TEXT EXTRACT →
----------------

“Why Should I Trust You?”: Explaining the Predictions of Any Classifier Ribeiro et. al, CoRR Mar 2016.

Trusting predictions

If the users do not trust a model or a prediction, they will not use it.

This paper focuses on explaining example predictions of any given classifier in order to build trust in individual predictions and in the model as a whole.

It is important to differentiate between two different (but related) definitions of trust: (1) trusting a prediction, i.e. whether a user trusts an individual prediction sufficiently to take some action based on it, and (2) trusting a model, i.e. whether the user trusts a model to behave in reasonable ways if deployed. Both are directly impacted by how much the human understands a model’s behaviour, as opposed to seeing it as a black box.

These explanations are intended to supplement traditional evaluation metrics such as accuracy on a test set, which are sometimes good for tuning a model but not sufficient for building trust with humans. The authors also note that training and test sets derived from the same underlying data set often share biases, so that cross-validated models perform better in test than they do in the real world.

Explanations

Explanations as used here are textual or visual artifacts illustrating how an instance’s attributes relate to the model’s prediction.

Explanation flow diagram

In addition to providing confidence in individual predictions or in the model as a whole, these example-based explanations can help practitioners in model selection and feature engineering. This essentially helps humans apply their domain knowledge to these tasks. In the following example, while algorithm #2 had a higher measured accuracy, algorithm #1 is clearly basing it’s prediction on more relevant features.

Model selection

LIME – Local, Interpretable, Model-agnostic Explanations

The goal is to provide explanations that are

  • Locally-faithful – correspond to how the model behaves in the vicinity of a given instance
  • Interpretable – provide explanations that accommodate human limitations, e.g. involving a small number of simple properties
  • Model-agnostic – able to explain any type of classifier

The LIME method creates an explanation for an individual prediction by building a simple interpretable model that reflects the behavior of the complex global model in the local vicinity of the example.

An interpretable representation is a point in a space whose dimensions can be interpreted by a human. Practically speaking, this paper uses small binary vectors of simple features. For instance, a text classifier might use a large space of word embeddings and ngrams as its input representation, while the explanation would use the presence or absence of a handful of particular words as an interpretable representation. The paper specifically focuses on finding sparse linear models as explanations, but notes that the same technique could be used to generate decision trees or falling rule lists as interpretable models. All of these are assumed to be over a domain \( \{0,1\}^{d’} \) of interpretable components – i.e. a reasonably small number of human interpretable features.

LIME frames the search for an interpretable explanation as an optimization problem. Given a set \({G}\) of potentially interpretable models, we need a measure \( \mathcal{L}(f,g,x) \) of how poorly the interpretable model \( g \in G \) approximates the original model \(f\) for point \(x\) – this is the loss function. We also need some measure \( \Omega(g) \) of the complexity of the model (e.g. the depth of a decision tree). We then pick a model which minimizes both of these

\[ \xi(x) = argmin_{g \in G} \mathcal{L}(f,g,x) + \Omega(g) \]

LIME algorithm

For a given example in the original input space \( x \in R^d \), we want to learn a locally faithful linear model in a relatively small feature space. The intuition is shown in the following diagram.

----------------

EXTRACTED INFORMATION →
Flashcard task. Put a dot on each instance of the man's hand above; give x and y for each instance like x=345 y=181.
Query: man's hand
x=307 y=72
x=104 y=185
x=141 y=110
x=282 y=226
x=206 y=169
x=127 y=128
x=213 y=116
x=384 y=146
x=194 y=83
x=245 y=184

----------------

TASK REQUIREMENTS →
1. According to the LIME paper summary above, what three properties should the explanations have?
2. Continue the LIME paper summary from its last sentence, in the same technical voice.

THE ANSWERS →
1. They should be locally faithful, interpretable, and model-agnostic.

2.
The bold red cross represents the instance being explained. The pink blob in the background represents the complex model \( f \). The dashed line is the learned linear model \( g \) which will be used as an explanation. This function is locally faithful to \( f \) but globally does not behave at all similarly.

The general approach is to search for the optimal explanatory model \( g(x) \) by sampling in the vecinity of the example x. We then search the space of potential explanatory models for one which optimizes the objective function \( \mathcal{L} + \Omega \).

The paper focuses on a couple concrete implementations of this approach. For text classification, the interpretable representation is a bag of words of maximum size \( K \). For image recognition, the interpretable representation is a binary vector of “super-pixels” of maximum size \( K \). The K features are selected first, using a regression technique, and then the weights of the linear model \( g \) are selected using a least-squares regression, weighted by the distance between the sample \( z \) and the original point \( x \).

  • Starting from a point \(x\) in the original input space map it to a corresponding point \(x’ \in \{0,1\}^{d’} \) in the interpretable space.
  • Then take random samples \( z’ \) around \( x’ \)
  • Map each sample \(z’\) back to a point \(z\) in the original space and get the prediction \( f(z) \) using the original global model.
  • Calculate the distance \( \Pi_x(z) \) between the sample point and the original point
  • Fit the weights of \(g\) to minimize the error \(f(z) - g(z’)\) between the explanatory model and the global model for the set of perturbed examples, weighted by the distance of the perturbed example from the original example.

This process learns a linear function that closely matches the global function in the vicinity around \(x\).

Image recognition example

The paper gives an intriguing example of explaining the top 3 classes predicted by Google’s Inception neural network on an arbitrary image. For each of the top predicted classes, an explanation is produced by learning a linear model for each super-pixel in the image. (A super-pixel is a region of the image produced by a standard image segmentation algorithm). Then the super-pixels having the highest positive weight towards the predicted class are shown, with the negative super-pixels greyed out. This essentially allows the human observer to visualize some of the most pertinent regions of a very complex decision boundary.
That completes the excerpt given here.